━━ Listed records ━━

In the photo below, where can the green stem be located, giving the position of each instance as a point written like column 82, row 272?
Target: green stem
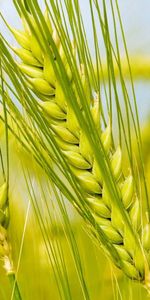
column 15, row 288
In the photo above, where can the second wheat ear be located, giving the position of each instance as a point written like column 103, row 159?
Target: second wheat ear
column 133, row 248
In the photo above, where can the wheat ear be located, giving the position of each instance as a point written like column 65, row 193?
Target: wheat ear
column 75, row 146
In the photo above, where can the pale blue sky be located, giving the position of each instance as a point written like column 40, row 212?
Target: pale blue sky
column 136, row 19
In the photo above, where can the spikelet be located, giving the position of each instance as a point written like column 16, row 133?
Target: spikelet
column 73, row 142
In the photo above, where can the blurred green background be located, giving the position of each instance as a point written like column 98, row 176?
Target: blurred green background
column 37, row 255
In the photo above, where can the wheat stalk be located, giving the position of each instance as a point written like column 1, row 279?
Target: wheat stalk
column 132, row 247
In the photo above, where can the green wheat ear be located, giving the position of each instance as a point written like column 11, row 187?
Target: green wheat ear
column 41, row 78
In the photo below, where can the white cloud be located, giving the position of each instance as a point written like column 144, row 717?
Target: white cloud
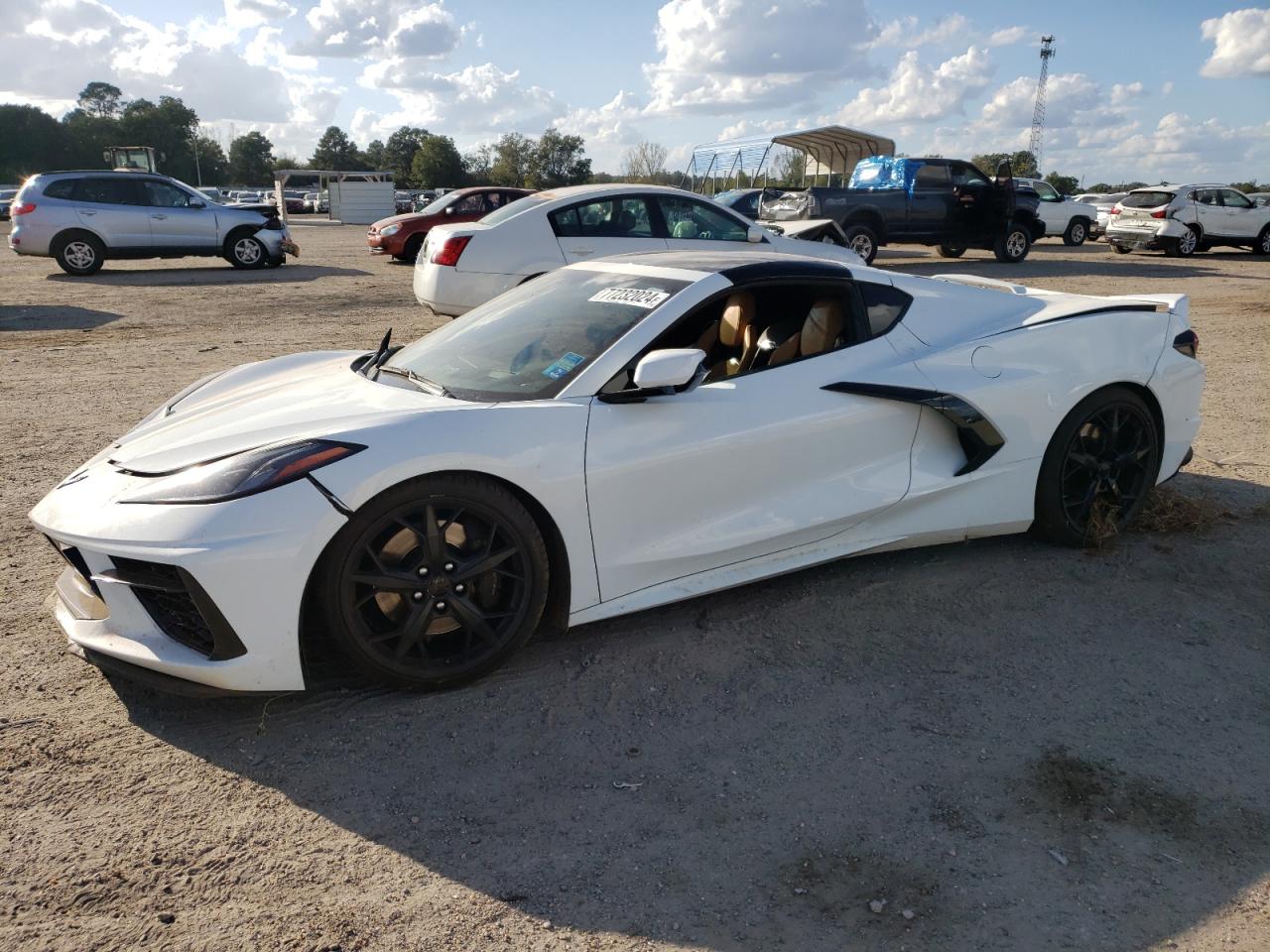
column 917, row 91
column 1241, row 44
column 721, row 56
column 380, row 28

━━━

## Task description
Return every entry word for word, but drop any pictures.

## Exercise output
In the photo below, where can the green stem be located, giving the position of each instance as a point written like column 82, row 272?
Target: green stem
column 15, row 288
In the photo above, where can the second wheat ear be located, giving the position of each instance as a point written like column 103, row 159?
Target: second wheat ear
column 133, row 248
In the photo above, where can the wheat ear be located, giving the position of each instance as a point written like column 65, row 193?
Target: wheat ear
column 75, row 146
In the photo above, where can the pale blue sky be located, giving the position of each instance as a point written like column 40, row 212?
Target: pale blue sky
column 136, row 19
In the photo above, where can the spikelet be located, giving the position of each instance as a point written like column 16, row 133?
Target: spikelet
column 73, row 142
In the photo above, where can the blurred green background be located, giving the position of each instance as a point written like column 98, row 176?
Target: blurred green background
column 37, row 255
In the photo above, where can the wheat stalk be located, giving the position of each instance as a point written like column 1, row 279?
Target: wheat stalk
column 132, row 247
In the photo above, where can the green wheat ear be located, giving the position of each instance as a point written like column 11, row 187?
Target: green wheat ear
column 41, row 78
In the photo below, where can the white cloud be located, giving the position of each instance as a point written like column 144, row 717?
Target: white cloud
column 917, row 91
column 1241, row 44
column 721, row 56
column 380, row 28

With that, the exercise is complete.